───── EXERCISE MATERIALS

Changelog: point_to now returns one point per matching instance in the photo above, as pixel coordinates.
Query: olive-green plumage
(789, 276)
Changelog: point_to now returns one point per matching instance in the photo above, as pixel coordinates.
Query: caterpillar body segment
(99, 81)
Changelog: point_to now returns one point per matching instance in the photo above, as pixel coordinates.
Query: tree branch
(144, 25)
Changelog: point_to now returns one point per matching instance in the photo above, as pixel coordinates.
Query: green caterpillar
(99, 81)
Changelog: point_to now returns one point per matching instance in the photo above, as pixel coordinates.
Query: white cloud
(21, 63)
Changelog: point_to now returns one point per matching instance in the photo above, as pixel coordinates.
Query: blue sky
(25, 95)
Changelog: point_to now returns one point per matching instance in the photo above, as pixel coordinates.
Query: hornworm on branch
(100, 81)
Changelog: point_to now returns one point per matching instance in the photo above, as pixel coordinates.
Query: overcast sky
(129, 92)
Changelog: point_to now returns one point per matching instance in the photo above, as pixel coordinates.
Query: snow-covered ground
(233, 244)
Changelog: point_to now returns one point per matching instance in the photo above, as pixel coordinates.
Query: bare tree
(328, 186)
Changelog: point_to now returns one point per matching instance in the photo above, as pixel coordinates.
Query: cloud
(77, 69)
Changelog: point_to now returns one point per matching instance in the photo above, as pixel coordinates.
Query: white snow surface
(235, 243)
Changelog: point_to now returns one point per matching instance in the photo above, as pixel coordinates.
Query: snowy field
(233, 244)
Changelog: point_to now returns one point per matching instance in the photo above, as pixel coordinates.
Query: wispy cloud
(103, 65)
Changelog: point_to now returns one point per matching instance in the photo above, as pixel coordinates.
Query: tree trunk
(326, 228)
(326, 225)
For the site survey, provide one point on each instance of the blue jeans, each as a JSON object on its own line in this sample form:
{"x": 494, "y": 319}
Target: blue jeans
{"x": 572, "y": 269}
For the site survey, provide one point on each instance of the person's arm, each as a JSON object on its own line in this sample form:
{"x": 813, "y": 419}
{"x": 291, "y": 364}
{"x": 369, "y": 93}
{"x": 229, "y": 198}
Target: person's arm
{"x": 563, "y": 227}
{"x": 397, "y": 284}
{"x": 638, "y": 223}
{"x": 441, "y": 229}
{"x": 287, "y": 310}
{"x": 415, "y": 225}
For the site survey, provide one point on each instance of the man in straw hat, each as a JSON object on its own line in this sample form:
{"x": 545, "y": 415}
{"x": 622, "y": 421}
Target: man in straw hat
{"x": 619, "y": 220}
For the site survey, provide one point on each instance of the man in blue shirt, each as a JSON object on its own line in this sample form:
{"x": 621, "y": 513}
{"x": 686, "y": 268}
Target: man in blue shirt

──────────

REQUIRED WORK
Rewrite all of these records, changing "site survey" to "field audit" and leaving everything else as it is.

OUTPUT BELOW
Changelog: point_to now returns one point per matching instance in the photo above, as pixel coordinates.
Query: olive-green plumage
(789, 276)
Changelog: point_to now returns one point per matching instance in the photo above, as pixel coordinates.
Query: caterpillar body segment
(99, 81)
Changelog: point_to now returns one point per matching instance in the photo above, as pixel coordinates.
Query: tree branch
(144, 25)
Changelog: point_to now returns one point per matching instance in the photo above, as pixel coordinates.
Query: green caterpillar
(99, 81)
Changelog: point_to now returns one point per matching instance in the photo above, as pixel coordinates.
Query: white cloud
(21, 63)
Changelog: point_to now returns one point per matching instance in the photo above, as pixel coordinates.
Query: blue sky
(25, 95)
Changelog: point_to now returns one point per matching instance in the photo above, as pixel coordinates.
Query: hornworm on branch
(100, 81)
Changelog: point_to now returns one point per matching instance in the photo above, as pixel coordinates.
Query: overcast sky
(129, 92)
Changelog: point_to now returns one point per matching instance in the photo above, as pixel coordinates.
Query: snow-covered ground
(233, 244)
Changelog: point_to now returns one point per matching instance in the photo above, as pixel coordinates.
Query: bare tree
(328, 186)
Changelog: point_to now returns one point per matching instance in the photo above, as pixel coordinates.
Query: cloud
(77, 69)
Changelog: point_to now returns one point per matching instance in the photo above, as pixel coordinates.
Query: white snow surface
(235, 243)
Changelog: point_to now returns one point per matching instance in the photo above, as pixel coordinates.
Query: snowy field
(233, 244)
Changelog: point_to now returns one point per matching instance in the photo above, as pixel coordinates.
Query: wispy cloud
(103, 65)
Changelog: point_to now returns one point per matching instance in the photo above, as pixel coordinates.
Query: tree trunk
(326, 228)
(326, 225)
For the field audit, provide one point on each instance of the blue jeans, each as a JSON object on its own line in this sample form:
{"x": 494, "y": 319}
Target: blue jeans
{"x": 572, "y": 269}
For the field audit, provide one point on each instance of the person's arm, each as a JSON object on its own line in this sample form:
{"x": 813, "y": 419}
{"x": 291, "y": 364}
{"x": 369, "y": 93}
{"x": 229, "y": 198}
Target: person's arm
{"x": 563, "y": 227}
{"x": 397, "y": 284}
{"x": 638, "y": 223}
{"x": 441, "y": 229}
{"x": 287, "y": 310}
{"x": 415, "y": 225}
For the field audit, provide one point on each instance of the man in straw hat, each as a JSON object on its own line in this sample form:
{"x": 545, "y": 415}
{"x": 622, "y": 421}
Target: man in straw hat
{"x": 619, "y": 220}
For the field audit, provide one point on each instance of the man in blue shirt, each as a JSON object on its own line in this sample form:
{"x": 621, "y": 513}
{"x": 686, "y": 268}
Target: man in blue shirt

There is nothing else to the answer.